═══ MATERIAL FOR THIS TASK ═══

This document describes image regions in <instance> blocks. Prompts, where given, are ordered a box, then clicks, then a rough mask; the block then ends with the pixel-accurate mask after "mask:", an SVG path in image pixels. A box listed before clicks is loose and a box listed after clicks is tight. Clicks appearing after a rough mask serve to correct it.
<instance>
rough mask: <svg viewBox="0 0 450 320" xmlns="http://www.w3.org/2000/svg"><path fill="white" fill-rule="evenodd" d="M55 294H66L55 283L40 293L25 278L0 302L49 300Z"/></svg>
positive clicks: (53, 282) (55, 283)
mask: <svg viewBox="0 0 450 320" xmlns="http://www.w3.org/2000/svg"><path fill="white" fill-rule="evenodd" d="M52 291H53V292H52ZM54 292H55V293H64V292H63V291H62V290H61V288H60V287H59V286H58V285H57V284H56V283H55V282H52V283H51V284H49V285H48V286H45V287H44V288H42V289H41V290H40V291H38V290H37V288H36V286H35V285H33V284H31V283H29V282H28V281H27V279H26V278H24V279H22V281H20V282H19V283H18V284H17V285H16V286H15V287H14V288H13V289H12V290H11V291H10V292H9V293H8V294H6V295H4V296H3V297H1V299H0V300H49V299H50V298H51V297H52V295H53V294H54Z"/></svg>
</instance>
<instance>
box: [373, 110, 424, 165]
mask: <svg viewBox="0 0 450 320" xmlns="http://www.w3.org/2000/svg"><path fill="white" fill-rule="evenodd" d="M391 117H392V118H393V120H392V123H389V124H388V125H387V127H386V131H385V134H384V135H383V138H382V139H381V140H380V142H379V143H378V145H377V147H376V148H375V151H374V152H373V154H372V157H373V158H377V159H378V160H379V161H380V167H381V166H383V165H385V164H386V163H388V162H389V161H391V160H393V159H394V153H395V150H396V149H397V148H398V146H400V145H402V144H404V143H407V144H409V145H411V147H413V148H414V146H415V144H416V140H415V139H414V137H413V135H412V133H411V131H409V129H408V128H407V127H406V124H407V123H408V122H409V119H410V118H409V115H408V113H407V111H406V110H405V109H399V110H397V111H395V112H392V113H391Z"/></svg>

═══

YOUR ASSIGNMENT:
"rough" is the string to look for; please copy every line of the records above where it appears.

RESPONSE BELOW:
This document describes image regions in <instance> blocks. Prompts, where given, are ordered a box, then clicks, then a rough mask; the block then ends with the pixel-accurate mask after "mask:", an SVG path in image pixels. A box listed before clicks is loose and a box listed after clicks is tight. Clicks appearing after a rough mask serve to correct it.
rough mask: <svg viewBox="0 0 450 320" xmlns="http://www.w3.org/2000/svg"><path fill="white" fill-rule="evenodd" d="M55 294H66L55 283L40 293L25 278L0 302L49 300Z"/></svg>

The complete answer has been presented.